### Stored entries
== Segment start ==

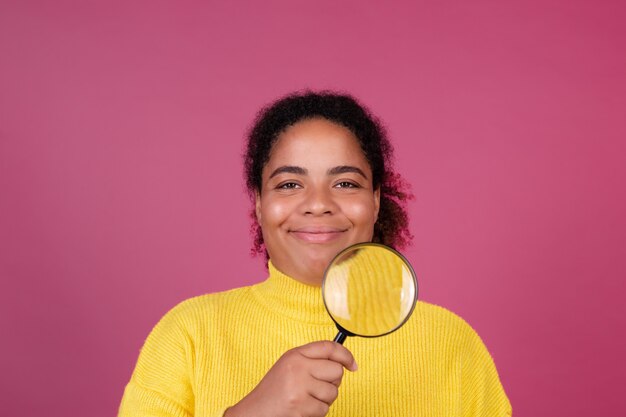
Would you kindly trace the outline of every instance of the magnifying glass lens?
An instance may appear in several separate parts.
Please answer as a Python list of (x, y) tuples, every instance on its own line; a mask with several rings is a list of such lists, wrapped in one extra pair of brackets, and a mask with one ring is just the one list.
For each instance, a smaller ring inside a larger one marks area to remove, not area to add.
[(322, 295), (340, 331), (363, 337), (393, 332), (417, 300), (417, 280), (395, 250), (366, 243), (341, 252), (327, 268)]

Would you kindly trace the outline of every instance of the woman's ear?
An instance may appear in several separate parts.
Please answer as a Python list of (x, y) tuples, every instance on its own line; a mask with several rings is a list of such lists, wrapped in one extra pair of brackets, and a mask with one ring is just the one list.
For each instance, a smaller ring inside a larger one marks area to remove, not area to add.
[(380, 187), (374, 190), (374, 222), (378, 221), (379, 211), (380, 211)]
[(261, 224), (261, 192), (259, 190), (254, 192), (254, 212), (257, 223)]

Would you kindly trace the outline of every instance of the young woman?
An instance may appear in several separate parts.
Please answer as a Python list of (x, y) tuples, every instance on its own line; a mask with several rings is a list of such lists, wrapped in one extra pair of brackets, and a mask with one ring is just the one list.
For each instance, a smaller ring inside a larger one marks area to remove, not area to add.
[(411, 238), (391, 157), (380, 124), (349, 96), (307, 92), (263, 109), (245, 171), (269, 278), (167, 313), (119, 415), (510, 416), (480, 338), (441, 307), (418, 302), (381, 338), (329, 341), (319, 287), (331, 259), (354, 243)]

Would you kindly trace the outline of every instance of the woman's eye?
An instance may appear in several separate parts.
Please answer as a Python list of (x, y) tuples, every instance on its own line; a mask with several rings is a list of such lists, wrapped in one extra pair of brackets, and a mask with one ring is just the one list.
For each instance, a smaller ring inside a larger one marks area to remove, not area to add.
[(359, 186), (350, 181), (341, 181), (335, 185), (338, 188), (358, 188)]
[(295, 182), (285, 182), (280, 184), (277, 188), (283, 189), (283, 190), (292, 190), (294, 188), (298, 188), (299, 185), (296, 184)]

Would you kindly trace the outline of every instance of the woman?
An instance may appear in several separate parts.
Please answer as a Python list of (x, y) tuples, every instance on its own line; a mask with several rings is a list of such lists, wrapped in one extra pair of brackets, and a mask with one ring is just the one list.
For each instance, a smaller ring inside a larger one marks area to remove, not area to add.
[(391, 152), (349, 96), (307, 92), (263, 109), (245, 168), (269, 278), (166, 314), (119, 415), (511, 415), (480, 338), (445, 309), (418, 302), (401, 329), (352, 338), (350, 350), (328, 341), (335, 327), (319, 286), (330, 260), (354, 243), (410, 240)]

== Segment end ==

### Exercise brief
Your answer must be an exact repeat of all the records, minus the pictures.

### Expected answer
Would you kindly trace the outline of every instance of the magnifying glass lens?
An instance may appear in several separate parts.
Please answer as a Python list of (x, y) tuples, every instance on its own line; a mask with several rings is a list of such lists, wrapped in one extra pair of brackets, and a mask with one ring is just the one list.
For each instance, a smaller ring inside a larger one marks area to remove, not area to add.
[(322, 295), (340, 331), (363, 337), (393, 332), (417, 300), (417, 280), (395, 250), (366, 243), (341, 252), (327, 268)]

Would you kindly trace the outline of every instance of the woman's ear?
An instance may appear in several separate parts.
Please answer as a Python list of (x, y) tuples, every instance on its own line; a mask with several rings is a list of such lists, wrapped in one extra pair of brackets, and a mask with one ring is just the one list.
For each instance, a smaller ring inside a larger one marks area to remove, not area to add.
[(380, 187), (374, 190), (374, 222), (378, 221), (379, 211), (380, 211)]
[(261, 224), (261, 192), (259, 190), (254, 192), (254, 212), (257, 223)]

Would you kindly trace the outline of every instance of the young woman?
An instance may appear in several separate parts.
Please answer as a Python list of (x, y) tuples, every instance on its own line; a mask with several rings is a list of such lists, wrapped in one extra pair of brackets, and a mask with one ring is just the one list.
For each instance, a smaller ring inside a larger one marks area to remove, not area to add.
[(411, 238), (391, 157), (380, 124), (349, 96), (307, 92), (263, 109), (245, 171), (269, 278), (167, 313), (119, 415), (510, 416), (480, 338), (441, 307), (418, 302), (381, 338), (329, 341), (319, 287), (331, 259), (354, 243)]

Would you kindly trace the outline of every instance of the woman's eye?
An instance may appear in several separate parts.
Please answer as a Python list of (x, y) tuples, every instance on its own line; a mask with several rings is a list of such lists, wrapped in one extra pair of brackets, and a mask with one ring is just the one list.
For each instance, a smaller ring inside a larger one marks area to remove, not area to add.
[(359, 186), (350, 181), (341, 181), (335, 185), (338, 188), (358, 188)]
[(295, 182), (285, 182), (280, 184), (277, 188), (283, 189), (283, 190), (292, 190), (294, 188), (298, 188), (299, 185), (296, 184)]

Would you kindly trace the outline of every instance of the woman?
An instance may appear in several separate parts.
Please answer as a Python list of (x, y) tuples, every instance on its own line; a mask with several rings is a list of such lists, wrapped in one extra pair of brackets, and a mask with one ring is just the one list.
For each instance, a smaller ring inside a larger one marks area to remove, not area to add.
[(391, 152), (349, 96), (307, 92), (263, 109), (245, 168), (269, 278), (166, 314), (119, 415), (511, 415), (480, 338), (445, 309), (418, 302), (401, 329), (352, 338), (350, 350), (328, 341), (335, 327), (319, 286), (330, 260), (354, 243), (410, 240)]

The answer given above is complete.